The request:
Return each line of the records with nothing changed, pictures excepted.

START Information given

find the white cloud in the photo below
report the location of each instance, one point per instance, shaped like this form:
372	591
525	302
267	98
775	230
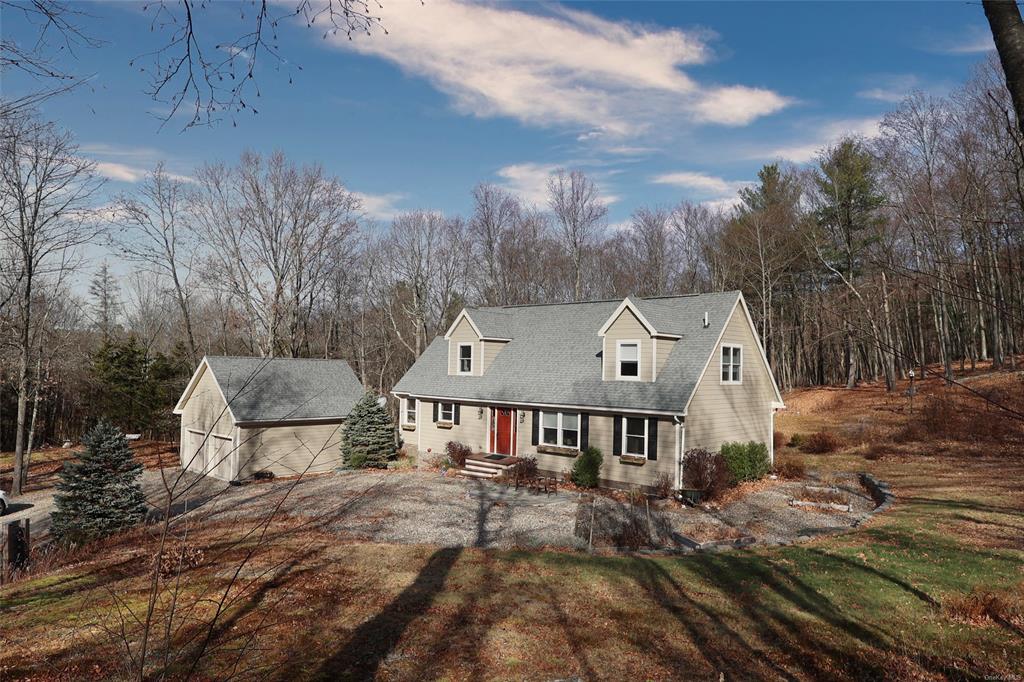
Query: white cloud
716	193
529	182
560	68
890	88
700	182
806	150
383	207
122	172
126	164
976	39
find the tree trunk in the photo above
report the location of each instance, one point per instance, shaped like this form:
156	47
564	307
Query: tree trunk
1008	32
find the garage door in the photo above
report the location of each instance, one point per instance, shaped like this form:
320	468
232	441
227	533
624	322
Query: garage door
195	455
221	457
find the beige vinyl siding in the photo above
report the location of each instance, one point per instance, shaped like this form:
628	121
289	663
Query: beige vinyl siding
463	333
663	347
627	328
721	413
471	430
613	471
206	413
491	350
289	450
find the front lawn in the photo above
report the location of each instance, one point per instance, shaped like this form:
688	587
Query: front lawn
880	602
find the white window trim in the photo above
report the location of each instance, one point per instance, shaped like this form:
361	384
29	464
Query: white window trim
559	428
404	412
742	356
619	363
646	436
458	358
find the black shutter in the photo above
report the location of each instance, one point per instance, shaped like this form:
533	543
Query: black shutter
651	438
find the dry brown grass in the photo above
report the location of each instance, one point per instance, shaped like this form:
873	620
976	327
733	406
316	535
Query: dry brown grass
985	607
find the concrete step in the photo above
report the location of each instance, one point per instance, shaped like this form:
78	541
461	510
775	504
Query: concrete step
473	466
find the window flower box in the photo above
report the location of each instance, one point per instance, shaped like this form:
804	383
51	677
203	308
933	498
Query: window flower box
557	450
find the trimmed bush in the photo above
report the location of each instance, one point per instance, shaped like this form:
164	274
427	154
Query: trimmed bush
100	494
821	443
745	461
705	470
587	468
368	439
457	453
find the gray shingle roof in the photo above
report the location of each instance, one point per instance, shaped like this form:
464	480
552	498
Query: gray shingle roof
554	356
263	389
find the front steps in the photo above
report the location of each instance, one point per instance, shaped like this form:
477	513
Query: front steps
481	468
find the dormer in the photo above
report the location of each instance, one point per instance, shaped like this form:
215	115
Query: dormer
632	349
470	350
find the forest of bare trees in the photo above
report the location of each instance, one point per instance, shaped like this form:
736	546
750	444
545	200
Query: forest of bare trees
884	255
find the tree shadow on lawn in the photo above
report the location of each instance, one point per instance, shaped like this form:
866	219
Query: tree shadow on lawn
377	638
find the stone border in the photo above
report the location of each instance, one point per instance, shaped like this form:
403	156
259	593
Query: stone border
879	491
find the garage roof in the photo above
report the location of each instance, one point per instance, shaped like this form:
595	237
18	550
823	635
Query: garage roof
275	389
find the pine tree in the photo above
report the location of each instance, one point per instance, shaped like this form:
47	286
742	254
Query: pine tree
103	289
101	494
369	436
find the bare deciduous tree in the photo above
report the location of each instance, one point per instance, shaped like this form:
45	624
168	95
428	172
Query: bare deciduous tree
580	212
45	193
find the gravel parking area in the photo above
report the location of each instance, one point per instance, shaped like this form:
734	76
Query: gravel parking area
412	507
421	507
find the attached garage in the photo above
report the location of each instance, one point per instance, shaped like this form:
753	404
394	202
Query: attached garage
245	416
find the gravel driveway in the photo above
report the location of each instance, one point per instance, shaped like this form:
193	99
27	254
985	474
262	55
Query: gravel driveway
421	507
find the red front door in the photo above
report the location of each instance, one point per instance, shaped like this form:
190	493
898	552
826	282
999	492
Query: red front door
503	426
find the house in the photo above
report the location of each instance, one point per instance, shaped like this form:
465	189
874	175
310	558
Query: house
243	416
642	379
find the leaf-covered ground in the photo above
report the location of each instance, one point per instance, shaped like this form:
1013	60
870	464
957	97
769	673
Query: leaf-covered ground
885	601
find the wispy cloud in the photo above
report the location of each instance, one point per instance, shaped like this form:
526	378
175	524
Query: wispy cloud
975	39
890	88
714	192
126	164
382	207
806	148
559	67
529	182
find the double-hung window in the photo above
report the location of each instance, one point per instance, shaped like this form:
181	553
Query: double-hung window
635	436
732	370
465	358
629	359
560	428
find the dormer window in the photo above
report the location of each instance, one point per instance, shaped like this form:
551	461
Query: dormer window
732	365
465	358
628	360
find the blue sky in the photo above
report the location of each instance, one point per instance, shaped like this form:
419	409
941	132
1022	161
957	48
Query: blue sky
658	101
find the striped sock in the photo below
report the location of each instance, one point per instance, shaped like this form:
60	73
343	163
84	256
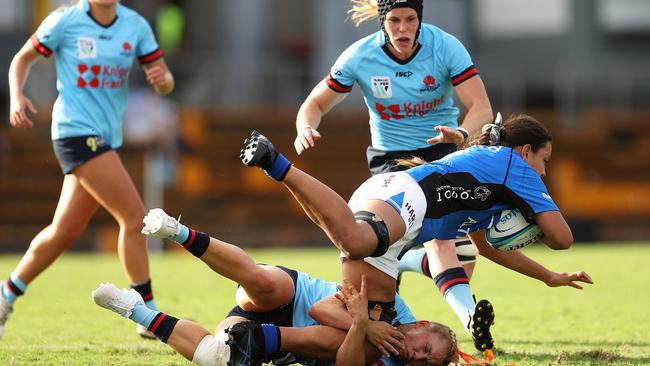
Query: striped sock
415	260
12	288
454	286
143	315
144	289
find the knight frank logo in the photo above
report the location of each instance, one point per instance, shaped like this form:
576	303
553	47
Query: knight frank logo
88	76
409	109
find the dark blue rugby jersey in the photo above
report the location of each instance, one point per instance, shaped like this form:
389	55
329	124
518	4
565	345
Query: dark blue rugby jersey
466	189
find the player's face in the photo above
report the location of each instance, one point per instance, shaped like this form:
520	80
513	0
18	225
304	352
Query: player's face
401	24
538	159
422	346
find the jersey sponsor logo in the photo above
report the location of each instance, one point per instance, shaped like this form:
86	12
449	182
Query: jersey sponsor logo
409	109
86	47
467	227
429	84
93	142
381	87
403	74
104	77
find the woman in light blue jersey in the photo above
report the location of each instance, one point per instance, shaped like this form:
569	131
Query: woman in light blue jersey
429	204
272	319
94	43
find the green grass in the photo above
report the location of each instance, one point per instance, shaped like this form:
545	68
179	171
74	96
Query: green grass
56	323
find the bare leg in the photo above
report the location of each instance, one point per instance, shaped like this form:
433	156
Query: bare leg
105	178
186	338
74	210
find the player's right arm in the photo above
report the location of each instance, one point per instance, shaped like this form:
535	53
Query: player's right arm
18	73
320	101
519	262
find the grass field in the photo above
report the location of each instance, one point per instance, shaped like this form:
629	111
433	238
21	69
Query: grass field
57	323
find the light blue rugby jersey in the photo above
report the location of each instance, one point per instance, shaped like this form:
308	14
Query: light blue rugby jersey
310	290
467	189
92	66
405	99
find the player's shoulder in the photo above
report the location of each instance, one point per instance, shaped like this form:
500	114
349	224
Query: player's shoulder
63	14
436	37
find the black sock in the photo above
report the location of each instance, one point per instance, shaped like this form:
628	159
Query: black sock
197	243
272	338
144	290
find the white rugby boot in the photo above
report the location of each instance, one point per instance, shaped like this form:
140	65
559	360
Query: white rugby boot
157	223
5	309
144	332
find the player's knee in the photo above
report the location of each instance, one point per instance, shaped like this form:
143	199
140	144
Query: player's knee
212	350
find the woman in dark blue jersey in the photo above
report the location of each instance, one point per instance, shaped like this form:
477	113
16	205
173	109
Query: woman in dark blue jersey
428	204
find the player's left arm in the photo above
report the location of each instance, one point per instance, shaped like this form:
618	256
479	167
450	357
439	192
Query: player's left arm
519	262
557	233
159	76
473	96
352	351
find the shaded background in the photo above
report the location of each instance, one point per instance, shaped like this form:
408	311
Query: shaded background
580	66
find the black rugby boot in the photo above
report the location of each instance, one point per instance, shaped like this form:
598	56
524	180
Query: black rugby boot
480	324
244	340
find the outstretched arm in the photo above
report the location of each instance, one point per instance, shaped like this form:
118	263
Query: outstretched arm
318	103
519	262
159	76
557	233
351	351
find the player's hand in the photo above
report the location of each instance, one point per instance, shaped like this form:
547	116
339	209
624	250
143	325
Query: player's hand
386	338
18	112
447	135
569	279
306	139
157	76
355	301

END Information given

Exercise result:
find the white cloud in the photo below
report the location of each instance, one point per instance, shaped like this form:
372	591
525	302
267	98
775	230
Query: white cloud
716	193
529	182
560	68
890	88
700	182
806	150
383	207
122	172
126	164
976	39
find the tree trunk in the photo above
report the location of each instance, one point per instance, shaped like this form:
156	47
564	307
Query: tree trunk
1008	32
find the garage door in the photo above
report the location of each instance, one point per instance, shaped like this form:
320	468
232	441
227	533
624	322
Query: garage door
195	455
221	457
find the beige vinyl siding in the photo above
report the location of each instance, one point per instance, shaped like this form:
628	121
289	663
Query: beige vinyl siding
463	333
663	347
627	328
721	413
471	430
613	471
206	413
491	350
289	450
find the front lawn in the photo above
report the location of each instance, one point per instance, shaped like this form:
688	587
Query: front lawn
880	602
find the white window trim in the photo above
report the location of each instance, one point per instance, shaped like this form:
361	384
29	464
Query: white window trim
559	428
404	412
742	356
619	363
646	436
458	358
find the black shutter in the photo above
report the location of each instance, one point per instance, shaped like this form:
533	543
Query: black shutter
651	438
find the dry brown grass in the photo above
report the location of each instance, one point per instance, shaped like this form:
873	620
976	327
733	406
316	535
Query: dry brown grass
985	607
find the concrete step in the photo above
report the location of each instance, one point per instance, shaped like this form:
78	541
461	510
775	504
Query: concrete step
473	466
find the window flower box in the photo above
report the location of each instance, one point per instance, shaped like this form:
804	383
51	677
203	308
933	498
Query: window flower box
557	450
find the trimmed bush in the photo above
report the location of each instance, one point per instance, shaped like this form:
164	274
427	154
Query: trimmed bush
100	494
821	443
745	461
705	470
587	468
368	439
457	453
find the gray shingle roof in the photo above
report the location of each instance, one point per instance, shaped like this form:
464	480
552	498
Query: gray shingle roof
554	356
263	389
find the front steps in the photo above
report the location of each instance, one point per instance, shaped like this form:
477	513
Query: front steps
481	468
find the dormer in the photo above
report the location of each instance, one point per instance, shaped like this form:
215	115
Query: dormer
632	349
470	350
find the forest of bare trees in the photo above
report the location of each instance, one point per instance, shaped like this form:
736	546
750	444
545	200
Query: forest of bare trees
884	255
find the tree shadow on lawn in the photo above
report the location of each instance, one point per instance, shaped like this form:
866	219
Query: tree shadow on lawn
377	638
find the stone border in the photo above
report the location of each instance, one point per instance, shaped like this form:
403	156
259	593
Query: stone border
879	491
find the garage roof in the photo above
report the location of each instance, one point per instance, shaped like this form:
595	237
18	550
823	635
Query: garage roof
275	389
find the pine tree in the photo above
report the location of each instance, one point per instance, shaped like this form:
47	286
742	254
Query: pine tree
103	289
101	494
369	436
find the bare deciduous tree in the photo above
report the location of each instance, one point per instance, shaped like this form:
45	624
168	95
428	172
Query: bare deciduous tree
580	212
45	193
find the gravel parking area in the photo above
report the location of each instance, one point per instance, shaped like this form:
734	76
Query: gravel parking area
412	507
421	507
find the attached garage in the photo above
report the location of each instance, one point per instance, shaped like this form:
753	404
394	202
Query: attached garage
245	416
find the gravel driveway in the photo above
report the location of each instance, one point per instance, shaped like this form:
193	99
27	254
985	474
262	55
Query: gravel driveway
421	507
find the red front door in the photo above
report the location of each instance, one point per instance, shaped like this form:
190	493
898	552
826	282
999	492
Query: red front door
503	426
find the house in the photo above
report the location of each instance, one point per instance, shaped like this form:
465	189
874	175
310	558
Query: house
243	416
642	379
find the leaf-covered ground in the photo above
report the location of each instance, one point per instance, shaped like this form:
1013	60
870	464
957	97
769	673
Query: leaf-covered ground
885	601
find the wispy cloud in the photo above
report the location of each instance, one point per instance, shaped like this form:
526	378
175	524
Query: wispy cloud
975	39
890	88
714	192
126	164
382	207
806	148
559	67
529	182
find the double-hung window in the photo above
report the location of each instance, one point per instance, shaped like this form:
181	553
Query: double-hung window
635	436
732	370
465	358
629	359
560	428
find the dormer window in the photo above
report the location of each instance, one point per instance, shaped like this form:
551	461
Query: dormer window
732	365
465	358
628	360
find the blue sky in the photo above
report the location of each instance, one point per instance, shaped like this form:
419	409
941	132
1022	161
957	48
Query: blue sky
658	101
find the striped sock in the photo below
report the location of each instance, one point per instance, shaped like this form:
60	73
343	163
84	256
Query: striped sock
415	260
12	288
454	286
143	315
144	289
find the knight frank logo in the photo above
report the location of each instance, one point per instance, shaped like this form:
576	303
553	47
Query: knight frank logo
88	76
409	109
find the dark blue rugby jersey in the photo above
report the location of each instance, one point per instance, shaped like this form:
389	55
329	124
518	4
565	345
Query: dark blue rugby jersey
466	189
find the player's face in the photo above
report the location of each instance, one point per instance, shaped like this form:
520	80
513	0
18	225
304	352
Query: player's face
401	24
538	159
422	346
find the jersey sponsor logo in the photo above
report the location of each instance, one point per instance, shaped like this form:
86	12
449	182
Query: jersey sponsor logo
409	109
86	47
467	227
429	84
93	142
381	87
403	74
104	77
find the woman in light blue jersey in the photo above
report the location of each instance, one point per instance, shaped like this form:
569	131
Query: woman in light blue jersey
429	204
272	319
94	43
find the green grass in the photo above
report the location of each instance, one point per instance, shaped like this form:
545	68
179	171
74	96
Query: green grass
56	323
find the bare leg in the photo above
report the location of each instance, one point per instance, shaped like this form:
433	156
Query: bare leg
105	178
186	338
74	210
find the player's right arm in the photo above
report the location of each instance, one point per instance, shaped like this form:
535	53
Query: player's right arm
18	73
320	101
519	262
find the grass field in the photo above
report the location of each instance, one point per instance, shaped like this form:
629	111
433	238
21	69
Query: grass field
57	323
find the light blue rugby jersey in the photo above
report the location of each instance, one point per instance, shaped like this form:
308	14
Query: light blue rugby jersey
310	290
467	189
92	66
405	99
find the player's shoulder in the photo above
report the location of each instance, one point per instance, shaped like this form:
500	114
349	224
Query: player's shoulder
63	14
436	37
find the black sock in the photo above
report the location of each instance, one point per instance, shaped like this form:
628	159
Query: black sock
197	243
272	338
144	290
find the white rugby boot in the photo above
report the location of each instance, one point per instance, shaped like this form:
140	65
559	360
Query: white rugby boot
157	223
5	309
144	332
find the player's knee in the photo above
report the location of each instance, one point per instance, shaped like this form:
143	199
140	144
Query: player's knee
212	350
find the woman in dark blue jersey in the photo above
report the location of each instance, one point per instance, shaped like this form:
477	113
16	205
173	109
Query: woman in dark blue jersey
428	204
find the player's left arm in the photo above
report the location of each instance, one point per instance, shaped like this form:
618	256
479	167
450	357
439	192
Query: player's left arm
519	262
557	233
159	76
473	96
352	351
find the shaded background in the photo above
report the location of each instance, one point per instance, shaped like this form:
408	311
Query: shaded background
580	66
find the black rugby boot in the photo above
report the location of each instance, one point per instance, shaped like this form:
598	56
524	180
Query: black rugby boot
480	324
244	340
find the outstretched arm in the photo above
report the location of each instance, one point per instance, shaped like this form:
118	263
Query: outstretched arm
318	103
519	262
159	76
557	233
351	351
find the player's hand in the photo above
report the location of each instance, one point per instance, shaped like this form:
547	116
339	209
624	250
143	325
Query: player's hand
386	338
18	112
447	135
569	279
306	139
157	76
355	301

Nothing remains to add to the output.